[Texto citado]
23 de febrero de 2010

Buen Salvaje



El sueño de la razón produce monstruos. Tiempo de latente incertidumbre, la postmodernidad abraza con fruición productos como Avatar. Porque recuperan la paradoja de volcar en la pantalla, con todo el artificio y la tramoya propias del cine, el mito del buen salvaje, el retorno a la esencia frente al mecanicismo.
Si has visto Braveheart, has visto Avatar. Adrenalina, mártires, batallas heroicas, justificación de la legítima defensa, hiperbólicos gritos libertarios... y, por encima de todos ellos, esa vindicación de la violencia como el recurso útil para defender lo tuyo cuando el invasor pretende pisarte. Es llamativo que una película aspire a generar un impacto global que lapide cualquier apuesta por la diferencia (por ejemplo, a la hora de la distribución en 3D) mientras en su argumento defiende la diversidad, la singularidad de las costumbres de un pueblo oprimido por el gigante imperalista.
[/Texto citado]
[Datos para analizar]
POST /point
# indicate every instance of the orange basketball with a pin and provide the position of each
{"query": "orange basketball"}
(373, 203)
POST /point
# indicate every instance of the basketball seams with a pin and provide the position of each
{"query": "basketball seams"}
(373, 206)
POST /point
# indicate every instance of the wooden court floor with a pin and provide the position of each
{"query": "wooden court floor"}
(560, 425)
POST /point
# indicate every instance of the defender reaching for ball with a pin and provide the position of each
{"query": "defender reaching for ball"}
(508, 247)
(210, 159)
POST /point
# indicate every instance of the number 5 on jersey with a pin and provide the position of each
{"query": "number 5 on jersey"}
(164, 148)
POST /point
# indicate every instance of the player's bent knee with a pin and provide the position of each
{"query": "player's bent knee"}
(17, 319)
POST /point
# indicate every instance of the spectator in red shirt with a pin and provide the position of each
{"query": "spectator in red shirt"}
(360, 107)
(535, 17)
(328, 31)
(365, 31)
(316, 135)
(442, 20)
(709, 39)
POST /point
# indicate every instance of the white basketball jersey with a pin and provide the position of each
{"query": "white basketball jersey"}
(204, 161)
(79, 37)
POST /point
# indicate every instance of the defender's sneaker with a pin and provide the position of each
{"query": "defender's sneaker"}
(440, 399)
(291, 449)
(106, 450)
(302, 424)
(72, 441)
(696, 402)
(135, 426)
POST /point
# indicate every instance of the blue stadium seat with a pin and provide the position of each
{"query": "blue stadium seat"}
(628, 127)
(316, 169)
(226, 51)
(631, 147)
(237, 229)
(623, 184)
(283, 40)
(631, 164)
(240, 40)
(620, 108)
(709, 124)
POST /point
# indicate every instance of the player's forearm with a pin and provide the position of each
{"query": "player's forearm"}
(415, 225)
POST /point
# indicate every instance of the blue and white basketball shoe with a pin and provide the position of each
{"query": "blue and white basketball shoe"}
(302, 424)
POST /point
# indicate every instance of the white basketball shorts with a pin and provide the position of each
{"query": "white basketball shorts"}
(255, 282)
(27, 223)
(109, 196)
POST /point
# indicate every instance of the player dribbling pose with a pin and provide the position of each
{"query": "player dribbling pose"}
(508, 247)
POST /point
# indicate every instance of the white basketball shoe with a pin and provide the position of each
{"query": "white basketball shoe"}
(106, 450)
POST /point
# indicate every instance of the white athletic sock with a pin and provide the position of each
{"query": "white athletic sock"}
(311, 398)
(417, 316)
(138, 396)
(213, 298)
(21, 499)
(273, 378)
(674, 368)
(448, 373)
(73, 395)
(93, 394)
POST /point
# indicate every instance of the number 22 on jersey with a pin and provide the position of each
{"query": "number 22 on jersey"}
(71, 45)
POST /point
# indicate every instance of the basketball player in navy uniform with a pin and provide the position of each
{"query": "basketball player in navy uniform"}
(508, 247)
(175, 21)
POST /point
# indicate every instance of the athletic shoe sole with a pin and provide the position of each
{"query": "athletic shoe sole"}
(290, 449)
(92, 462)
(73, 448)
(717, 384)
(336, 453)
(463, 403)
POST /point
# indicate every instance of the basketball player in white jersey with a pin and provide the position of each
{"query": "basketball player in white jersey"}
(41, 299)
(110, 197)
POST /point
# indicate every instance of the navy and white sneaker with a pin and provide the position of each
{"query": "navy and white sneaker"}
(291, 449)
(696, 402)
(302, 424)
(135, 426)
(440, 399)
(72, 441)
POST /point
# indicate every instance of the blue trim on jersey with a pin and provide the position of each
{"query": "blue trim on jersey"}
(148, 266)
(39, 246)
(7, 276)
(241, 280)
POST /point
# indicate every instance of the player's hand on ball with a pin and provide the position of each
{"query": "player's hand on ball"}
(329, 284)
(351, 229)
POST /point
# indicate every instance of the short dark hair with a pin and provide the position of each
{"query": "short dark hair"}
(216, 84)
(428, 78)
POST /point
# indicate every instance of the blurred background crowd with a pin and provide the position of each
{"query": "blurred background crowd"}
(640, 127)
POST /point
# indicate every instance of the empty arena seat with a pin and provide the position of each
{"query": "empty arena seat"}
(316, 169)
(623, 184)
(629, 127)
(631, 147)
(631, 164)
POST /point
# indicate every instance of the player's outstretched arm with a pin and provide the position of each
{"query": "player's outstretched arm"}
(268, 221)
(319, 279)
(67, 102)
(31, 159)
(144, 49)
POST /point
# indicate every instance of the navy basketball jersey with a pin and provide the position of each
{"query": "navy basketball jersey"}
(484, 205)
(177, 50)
[/Datos para analizar]
[Datos para analizar]
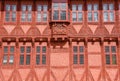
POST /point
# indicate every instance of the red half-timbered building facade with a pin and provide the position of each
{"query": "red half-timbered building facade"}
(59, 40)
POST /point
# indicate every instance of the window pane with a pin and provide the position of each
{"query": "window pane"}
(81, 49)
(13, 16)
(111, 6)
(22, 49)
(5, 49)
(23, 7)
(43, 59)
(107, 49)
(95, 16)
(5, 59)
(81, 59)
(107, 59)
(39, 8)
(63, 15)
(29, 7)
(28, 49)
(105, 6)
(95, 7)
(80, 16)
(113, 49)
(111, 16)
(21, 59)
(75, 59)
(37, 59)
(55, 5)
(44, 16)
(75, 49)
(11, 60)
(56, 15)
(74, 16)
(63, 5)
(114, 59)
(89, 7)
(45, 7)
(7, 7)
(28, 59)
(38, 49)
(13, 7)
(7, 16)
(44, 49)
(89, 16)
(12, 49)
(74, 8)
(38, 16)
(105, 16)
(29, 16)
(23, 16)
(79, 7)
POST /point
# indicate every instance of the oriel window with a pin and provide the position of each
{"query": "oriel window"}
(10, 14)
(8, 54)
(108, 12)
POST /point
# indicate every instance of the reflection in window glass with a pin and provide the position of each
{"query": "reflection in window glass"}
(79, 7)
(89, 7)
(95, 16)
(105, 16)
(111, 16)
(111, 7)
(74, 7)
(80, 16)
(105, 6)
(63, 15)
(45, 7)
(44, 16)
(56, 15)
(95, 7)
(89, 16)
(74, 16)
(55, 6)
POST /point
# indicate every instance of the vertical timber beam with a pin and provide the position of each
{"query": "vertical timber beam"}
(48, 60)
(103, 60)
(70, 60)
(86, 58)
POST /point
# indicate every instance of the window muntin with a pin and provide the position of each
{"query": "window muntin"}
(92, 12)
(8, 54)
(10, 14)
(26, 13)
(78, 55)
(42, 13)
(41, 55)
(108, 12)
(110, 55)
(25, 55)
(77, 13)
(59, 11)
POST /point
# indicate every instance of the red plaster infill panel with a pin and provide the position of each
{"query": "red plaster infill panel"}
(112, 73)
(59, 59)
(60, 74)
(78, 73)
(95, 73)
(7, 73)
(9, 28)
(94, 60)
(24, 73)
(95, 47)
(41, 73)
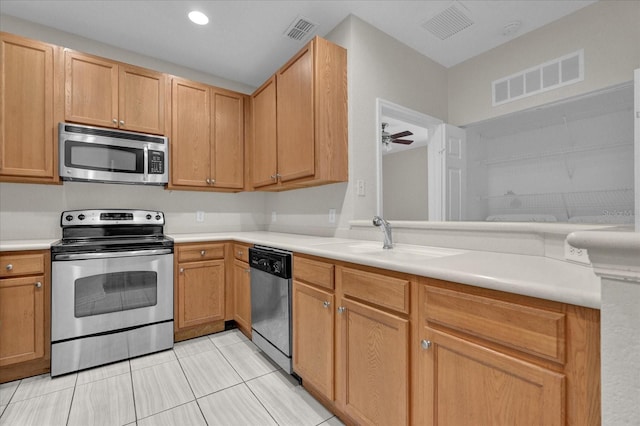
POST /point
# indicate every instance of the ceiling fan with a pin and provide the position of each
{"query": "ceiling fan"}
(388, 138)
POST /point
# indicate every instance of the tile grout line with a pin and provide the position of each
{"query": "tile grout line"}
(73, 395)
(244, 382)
[/Datos para analizar]
= Ejercicios propuestos =
1) Traduce al inglés esta oración del texto sobre Avatar: "Si has visto Braveheart, has visto Avatar."
2) Reproduce, por favor, el fragmento del texto sobre Avatar que empieza en "Si has visto" y termina en "el gigante imperalista.".
Las entradas no guardan relación con el texto sobre Avatar.

= Soluciones =
1) If you've seen Braveheart, you've seen Avatar.

2)
Si has visto Braveheart, has visto Avatar. Adrenalina, mártires, batallas heroicas, justificación de la legítima defensa, hiperbólicos gritos libertarios... y, por encima de todos ellos, esa vindicación de la violencia como el recurso útil para defender lo tuyo cuando el invasor pretende pisarte. Es llamativo que una película aspire a generar un impacto global que lapide cualquier apuesta por la diferencia (por ejemplo, a la hora de la distribución en 3D) mientras en su argumento defiende la diversidad, la singularidad de las costumbres de un pueblo oprimido por el gigante imperalista.